» WORK TO COMPLETE: What follows is a listing; restate every line of it word for word.

» DATASET CONTENT:
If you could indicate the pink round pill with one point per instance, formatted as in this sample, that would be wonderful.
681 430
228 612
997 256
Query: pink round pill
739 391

» FULL OUTPUT:
If you could indicate the pink round pill with one point per instance, formatted as in this sample, that would be wonderful.
681 430
228 612
997 256
Query: pink round pill
739 391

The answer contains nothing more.